- [Task to complete]:
Select every line of the listing below that contains the string "petal", and copy each one.

- [Data listing]:
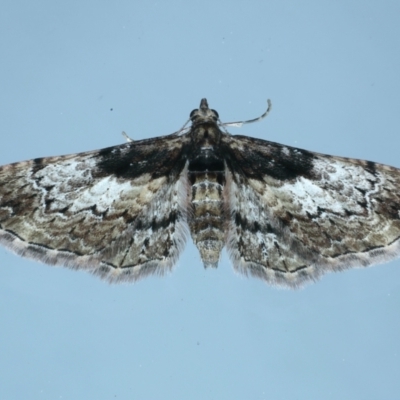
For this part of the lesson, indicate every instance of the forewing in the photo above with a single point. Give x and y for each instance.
(117, 212)
(306, 213)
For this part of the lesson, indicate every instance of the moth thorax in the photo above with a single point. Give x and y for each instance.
(206, 221)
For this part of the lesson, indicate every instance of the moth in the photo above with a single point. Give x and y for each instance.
(284, 214)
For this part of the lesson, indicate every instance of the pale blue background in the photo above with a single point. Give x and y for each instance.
(331, 69)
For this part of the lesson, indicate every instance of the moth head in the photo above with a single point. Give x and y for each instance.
(203, 114)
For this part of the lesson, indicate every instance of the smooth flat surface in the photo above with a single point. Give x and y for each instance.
(331, 70)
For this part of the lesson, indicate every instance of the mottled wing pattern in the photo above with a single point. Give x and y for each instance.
(118, 212)
(296, 214)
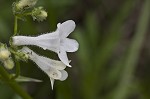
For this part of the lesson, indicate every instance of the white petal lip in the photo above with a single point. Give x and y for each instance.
(56, 41)
(54, 69)
(64, 75)
(66, 28)
(70, 45)
(63, 57)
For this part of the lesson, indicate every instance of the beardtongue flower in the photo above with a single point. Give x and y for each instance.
(56, 41)
(53, 68)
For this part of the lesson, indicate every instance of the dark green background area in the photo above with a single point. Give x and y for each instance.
(111, 61)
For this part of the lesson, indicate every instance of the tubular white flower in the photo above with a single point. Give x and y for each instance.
(56, 41)
(54, 69)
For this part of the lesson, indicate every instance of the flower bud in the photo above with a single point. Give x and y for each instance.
(8, 64)
(39, 14)
(4, 54)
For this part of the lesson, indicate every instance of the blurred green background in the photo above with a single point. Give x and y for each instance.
(114, 54)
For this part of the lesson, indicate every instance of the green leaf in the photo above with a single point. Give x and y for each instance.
(26, 79)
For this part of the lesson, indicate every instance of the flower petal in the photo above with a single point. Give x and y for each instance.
(52, 82)
(64, 75)
(63, 57)
(66, 28)
(58, 65)
(54, 73)
(70, 45)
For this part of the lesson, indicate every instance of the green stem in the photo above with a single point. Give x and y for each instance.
(133, 54)
(12, 83)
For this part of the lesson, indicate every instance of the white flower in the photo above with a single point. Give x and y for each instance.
(54, 69)
(56, 41)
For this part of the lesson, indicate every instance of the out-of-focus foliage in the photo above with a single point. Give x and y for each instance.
(106, 30)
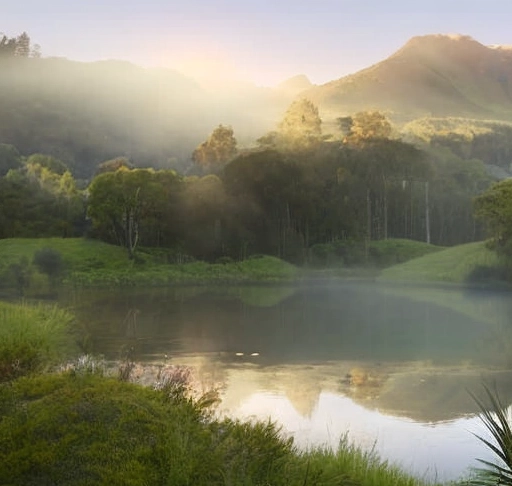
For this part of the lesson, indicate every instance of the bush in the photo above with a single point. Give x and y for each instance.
(31, 338)
(49, 262)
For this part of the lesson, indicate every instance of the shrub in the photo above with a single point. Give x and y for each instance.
(49, 262)
(31, 338)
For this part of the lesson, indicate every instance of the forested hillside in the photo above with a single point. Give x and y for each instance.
(113, 151)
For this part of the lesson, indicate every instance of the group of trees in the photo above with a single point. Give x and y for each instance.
(295, 189)
(38, 197)
(19, 46)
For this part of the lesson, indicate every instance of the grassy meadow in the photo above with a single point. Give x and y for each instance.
(472, 263)
(94, 263)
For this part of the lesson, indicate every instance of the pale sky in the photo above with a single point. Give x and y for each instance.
(264, 41)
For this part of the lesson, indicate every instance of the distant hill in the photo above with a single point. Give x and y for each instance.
(432, 75)
(86, 113)
(295, 85)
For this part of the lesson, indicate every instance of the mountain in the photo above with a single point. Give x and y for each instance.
(431, 75)
(86, 113)
(295, 85)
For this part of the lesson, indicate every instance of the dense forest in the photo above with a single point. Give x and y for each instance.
(293, 189)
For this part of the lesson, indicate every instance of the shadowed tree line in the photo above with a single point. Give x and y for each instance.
(296, 189)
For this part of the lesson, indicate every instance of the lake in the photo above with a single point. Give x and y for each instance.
(388, 366)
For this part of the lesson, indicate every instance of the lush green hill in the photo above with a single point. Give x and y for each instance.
(93, 263)
(436, 75)
(86, 113)
(469, 263)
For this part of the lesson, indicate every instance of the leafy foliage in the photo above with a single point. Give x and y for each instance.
(494, 206)
(219, 149)
(31, 338)
(81, 428)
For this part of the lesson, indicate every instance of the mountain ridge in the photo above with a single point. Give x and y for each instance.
(430, 75)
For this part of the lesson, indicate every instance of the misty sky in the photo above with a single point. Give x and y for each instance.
(257, 40)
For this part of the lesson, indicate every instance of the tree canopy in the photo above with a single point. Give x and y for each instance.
(218, 149)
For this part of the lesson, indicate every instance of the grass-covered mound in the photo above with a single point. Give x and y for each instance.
(81, 428)
(91, 263)
(379, 254)
(462, 264)
(32, 337)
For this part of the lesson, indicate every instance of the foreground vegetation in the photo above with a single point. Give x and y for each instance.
(86, 262)
(81, 424)
(32, 338)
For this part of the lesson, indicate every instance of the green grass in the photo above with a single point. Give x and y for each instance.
(378, 254)
(32, 337)
(82, 428)
(93, 263)
(77, 253)
(462, 264)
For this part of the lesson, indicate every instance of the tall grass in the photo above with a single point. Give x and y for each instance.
(498, 423)
(91, 263)
(31, 338)
(469, 263)
(351, 465)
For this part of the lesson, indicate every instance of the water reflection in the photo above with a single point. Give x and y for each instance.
(391, 365)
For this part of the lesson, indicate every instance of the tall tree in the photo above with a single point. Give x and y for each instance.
(299, 130)
(494, 207)
(22, 45)
(218, 149)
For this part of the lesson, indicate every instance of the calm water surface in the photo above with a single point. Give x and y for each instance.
(388, 366)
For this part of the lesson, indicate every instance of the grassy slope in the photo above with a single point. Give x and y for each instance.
(81, 428)
(453, 265)
(90, 262)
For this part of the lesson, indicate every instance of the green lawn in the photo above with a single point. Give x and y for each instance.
(462, 264)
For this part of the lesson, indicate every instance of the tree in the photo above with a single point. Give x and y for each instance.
(494, 207)
(218, 149)
(7, 46)
(49, 262)
(365, 126)
(22, 45)
(132, 207)
(9, 158)
(114, 164)
(299, 130)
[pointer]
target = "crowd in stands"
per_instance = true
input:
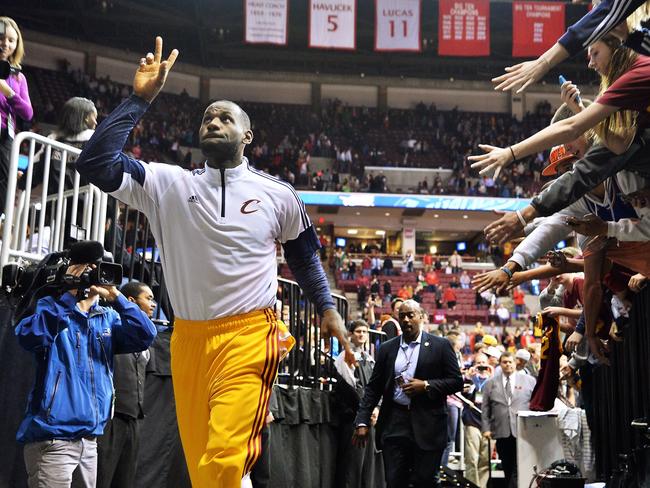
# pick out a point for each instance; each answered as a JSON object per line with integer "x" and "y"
{"x": 288, "y": 136}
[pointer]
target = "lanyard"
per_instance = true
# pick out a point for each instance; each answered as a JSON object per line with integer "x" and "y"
{"x": 408, "y": 358}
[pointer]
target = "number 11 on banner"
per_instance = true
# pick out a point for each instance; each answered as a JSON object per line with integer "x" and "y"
{"x": 405, "y": 26}
{"x": 397, "y": 25}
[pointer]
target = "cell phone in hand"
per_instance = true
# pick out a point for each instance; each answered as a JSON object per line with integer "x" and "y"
{"x": 562, "y": 81}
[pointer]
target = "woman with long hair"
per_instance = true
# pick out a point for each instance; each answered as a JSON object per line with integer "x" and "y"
{"x": 617, "y": 117}
{"x": 14, "y": 97}
{"x": 77, "y": 122}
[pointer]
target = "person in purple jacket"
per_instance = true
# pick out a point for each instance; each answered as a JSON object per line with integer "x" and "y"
{"x": 608, "y": 16}
{"x": 14, "y": 97}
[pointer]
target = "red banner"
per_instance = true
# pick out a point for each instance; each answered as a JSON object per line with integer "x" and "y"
{"x": 536, "y": 26}
{"x": 464, "y": 28}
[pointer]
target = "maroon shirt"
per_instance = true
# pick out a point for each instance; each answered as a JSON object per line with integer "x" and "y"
{"x": 631, "y": 91}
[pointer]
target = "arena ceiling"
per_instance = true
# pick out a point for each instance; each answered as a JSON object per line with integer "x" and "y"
{"x": 210, "y": 33}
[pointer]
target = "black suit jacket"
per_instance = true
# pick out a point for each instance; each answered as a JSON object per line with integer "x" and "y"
{"x": 438, "y": 365}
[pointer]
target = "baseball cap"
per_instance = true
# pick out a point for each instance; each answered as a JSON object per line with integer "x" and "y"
{"x": 523, "y": 354}
{"x": 559, "y": 154}
{"x": 489, "y": 340}
{"x": 493, "y": 351}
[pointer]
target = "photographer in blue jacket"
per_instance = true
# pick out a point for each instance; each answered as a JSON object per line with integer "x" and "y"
{"x": 73, "y": 339}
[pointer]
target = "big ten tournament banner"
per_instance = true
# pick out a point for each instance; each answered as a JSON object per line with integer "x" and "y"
{"x": 332, "y": 24}
{"x": 266, "y": 21}
{"x": 536, "y": 26}
{"x": 397, "y": 25}
{"x": 464, "y": 28}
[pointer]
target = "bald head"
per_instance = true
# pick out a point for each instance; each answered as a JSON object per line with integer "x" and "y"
{"x": 235, "y": 109}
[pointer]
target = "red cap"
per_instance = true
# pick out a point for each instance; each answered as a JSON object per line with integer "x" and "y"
{"x": 559, "y": 154}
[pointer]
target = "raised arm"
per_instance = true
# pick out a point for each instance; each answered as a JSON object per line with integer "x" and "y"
{"x": 102, "y": 160}
{"x": 496, "y": 158}
{"x": 306, "y": 267}
{"x": 608, "y": 16}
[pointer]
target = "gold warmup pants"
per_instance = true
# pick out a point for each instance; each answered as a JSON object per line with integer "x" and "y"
{"x": 223, "y": 371}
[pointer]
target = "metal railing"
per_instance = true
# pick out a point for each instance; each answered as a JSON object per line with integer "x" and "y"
{"x": 52, "y": 213}
{"x": 126, "y": 233}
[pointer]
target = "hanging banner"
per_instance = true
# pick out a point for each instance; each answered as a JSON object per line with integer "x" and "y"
{"x": 464, "y": 28}
{"x": 536, "y": 26}
{"x": 397, "y": 25}
{"x": 266, "y": 22}
{"x": 332, "y": 24}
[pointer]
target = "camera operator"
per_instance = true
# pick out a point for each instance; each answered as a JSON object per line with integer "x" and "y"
{"x": 118, "y": 447}
{"x": 74, "y": 339}
{"x": 14, "y": 96}
{"x": 477, "y": 454}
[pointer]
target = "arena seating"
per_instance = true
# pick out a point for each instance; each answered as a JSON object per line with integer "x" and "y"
{"x": 355, "y": 137}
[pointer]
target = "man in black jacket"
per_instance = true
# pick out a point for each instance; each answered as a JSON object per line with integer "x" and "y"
{"x": 391, "y": 327}
{"x": 117, "y": 449}
{"x": 413, "y": 373}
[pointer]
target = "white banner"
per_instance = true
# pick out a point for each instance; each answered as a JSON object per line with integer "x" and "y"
{"x": 266, "y": 21}
{"x": 397, "y": 25}
{"x": 332, "y": 24}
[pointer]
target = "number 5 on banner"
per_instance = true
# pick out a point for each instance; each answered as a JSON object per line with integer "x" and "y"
{"x": 332, "y": 23}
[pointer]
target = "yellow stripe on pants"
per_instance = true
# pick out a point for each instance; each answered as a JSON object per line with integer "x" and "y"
{"x": 223, "y": 371}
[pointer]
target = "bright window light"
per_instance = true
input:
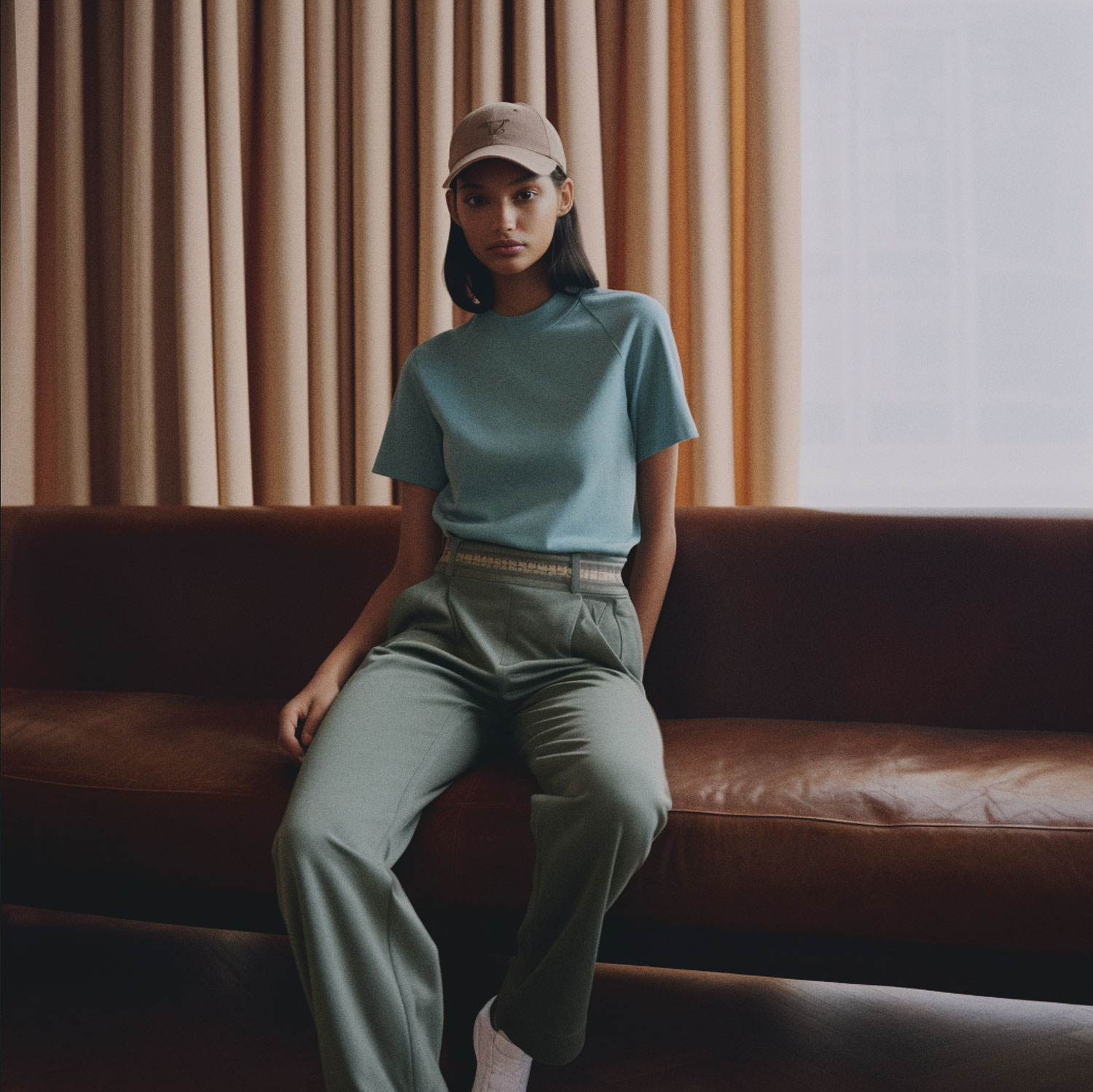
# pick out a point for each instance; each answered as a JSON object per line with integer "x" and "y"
{"x": 948, "y": 254}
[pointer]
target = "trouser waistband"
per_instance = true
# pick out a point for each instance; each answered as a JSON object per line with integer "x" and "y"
{"x": 576, "y": 571}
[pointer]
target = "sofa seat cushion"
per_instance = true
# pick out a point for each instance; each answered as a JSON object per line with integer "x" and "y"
{"x": 900, "y": 832}
{"x": 164, "y": 787}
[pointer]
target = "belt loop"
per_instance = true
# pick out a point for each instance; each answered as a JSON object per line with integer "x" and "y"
{"x": 454, "y": 541}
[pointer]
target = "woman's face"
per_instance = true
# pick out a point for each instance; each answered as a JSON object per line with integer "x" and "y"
{"x": 495, "y": 200}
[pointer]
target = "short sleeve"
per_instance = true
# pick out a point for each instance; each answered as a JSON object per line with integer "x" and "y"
{"x": 412, "y": 445}
{"x": 658, "y": 410}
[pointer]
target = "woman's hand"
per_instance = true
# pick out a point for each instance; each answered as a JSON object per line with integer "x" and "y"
{"x": 308, "y": 707}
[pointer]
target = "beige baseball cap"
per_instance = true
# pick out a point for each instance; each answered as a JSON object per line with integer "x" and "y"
{"x": 509, "y": 131}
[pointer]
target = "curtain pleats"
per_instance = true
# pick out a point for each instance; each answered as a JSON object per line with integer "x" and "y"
{"x": 223, "y": 227}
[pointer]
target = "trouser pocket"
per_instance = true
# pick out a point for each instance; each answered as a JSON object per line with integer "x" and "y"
{"x": 608, "y": 633}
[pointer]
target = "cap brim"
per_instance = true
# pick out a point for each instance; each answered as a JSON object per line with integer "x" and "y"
{"x": 541, "y": 164}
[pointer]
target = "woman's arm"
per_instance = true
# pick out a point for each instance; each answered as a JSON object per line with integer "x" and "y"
{"x": 655, "y": 554}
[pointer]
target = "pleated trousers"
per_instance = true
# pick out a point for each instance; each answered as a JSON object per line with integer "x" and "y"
{"x": 498, "y": 648}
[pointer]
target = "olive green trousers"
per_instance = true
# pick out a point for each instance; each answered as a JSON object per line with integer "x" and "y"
{"x": 474, "y": 659}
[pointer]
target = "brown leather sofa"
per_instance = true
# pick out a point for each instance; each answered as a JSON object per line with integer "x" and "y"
{"x": 878, "y": 735}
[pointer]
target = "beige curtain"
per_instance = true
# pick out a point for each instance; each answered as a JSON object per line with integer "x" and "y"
{"x": 223, "y": 227}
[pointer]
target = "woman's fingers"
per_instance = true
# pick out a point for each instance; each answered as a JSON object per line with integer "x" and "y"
{"x": 291, "y": 716}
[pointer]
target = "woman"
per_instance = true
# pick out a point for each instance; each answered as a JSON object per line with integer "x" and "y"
{"x": 539, "y": 437}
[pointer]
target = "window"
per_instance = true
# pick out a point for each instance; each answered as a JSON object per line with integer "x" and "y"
{"x": 948, "y": 254}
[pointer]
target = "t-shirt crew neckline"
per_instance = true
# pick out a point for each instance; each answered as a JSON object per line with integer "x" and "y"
{"x": 530, "y": 321}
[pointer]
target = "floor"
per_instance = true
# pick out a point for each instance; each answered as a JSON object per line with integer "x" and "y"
{"x": 102, "y": 1005}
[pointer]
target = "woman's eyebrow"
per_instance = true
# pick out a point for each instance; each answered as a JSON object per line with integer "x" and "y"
{"x": 515, "y": 181}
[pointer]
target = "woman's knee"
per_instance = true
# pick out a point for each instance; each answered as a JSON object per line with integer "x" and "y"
{"x": 636, "y": 801}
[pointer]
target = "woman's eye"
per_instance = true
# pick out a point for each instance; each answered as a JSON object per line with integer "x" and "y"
{"x": 474, "y": 197}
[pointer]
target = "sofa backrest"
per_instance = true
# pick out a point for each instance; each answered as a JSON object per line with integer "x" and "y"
{"x": 959, "y": 621}
{"x": 970, "y": 621}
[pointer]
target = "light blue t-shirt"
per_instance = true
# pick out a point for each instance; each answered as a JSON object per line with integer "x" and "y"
{"x": 531, "y": 425}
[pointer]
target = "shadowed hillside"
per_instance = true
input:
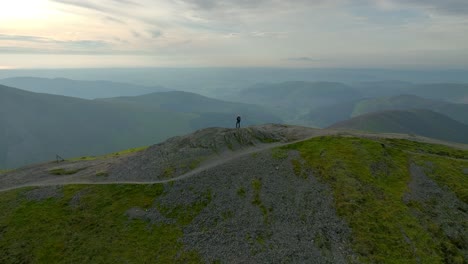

- [Written reply]:
For this part of the lesson, indicate every instance of the white petal lip in the photo above with a single point. Give x and y for each instance.
For this part of the lesson, indicate every instance of the flower petal in the photo above with a single point. Give x and y for each instance.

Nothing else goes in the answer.